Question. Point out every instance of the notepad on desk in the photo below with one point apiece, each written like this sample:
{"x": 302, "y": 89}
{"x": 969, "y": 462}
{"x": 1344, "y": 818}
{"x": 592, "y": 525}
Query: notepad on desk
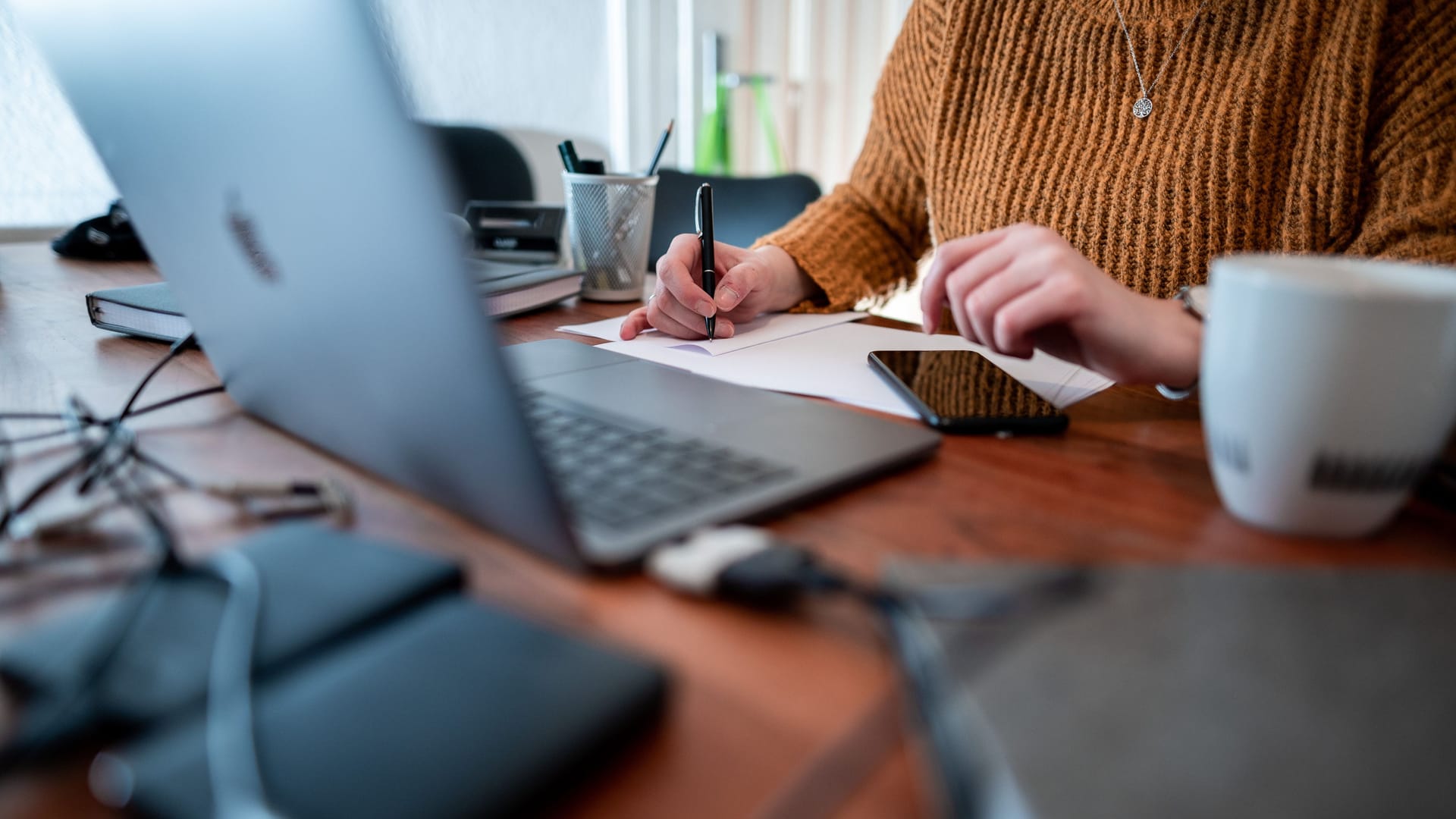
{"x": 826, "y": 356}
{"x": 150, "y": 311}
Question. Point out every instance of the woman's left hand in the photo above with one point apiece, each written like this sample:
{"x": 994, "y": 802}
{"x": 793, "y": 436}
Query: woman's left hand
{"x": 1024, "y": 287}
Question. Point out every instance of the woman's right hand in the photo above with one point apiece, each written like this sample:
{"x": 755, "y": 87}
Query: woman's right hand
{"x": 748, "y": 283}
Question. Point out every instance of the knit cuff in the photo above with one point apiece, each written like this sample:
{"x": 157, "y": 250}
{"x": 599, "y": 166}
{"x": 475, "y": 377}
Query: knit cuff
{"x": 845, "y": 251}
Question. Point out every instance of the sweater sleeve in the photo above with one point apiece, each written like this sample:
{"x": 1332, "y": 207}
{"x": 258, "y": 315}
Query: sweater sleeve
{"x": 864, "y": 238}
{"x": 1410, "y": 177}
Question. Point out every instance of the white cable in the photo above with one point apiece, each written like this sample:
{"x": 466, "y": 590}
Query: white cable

**Goal of the exercise:** Select every line of the records holding the string "cable".

**Reply:**
Question. Point out every instance of the white cable in the photo above with one point apiece, each written like this sample:
Query: white cable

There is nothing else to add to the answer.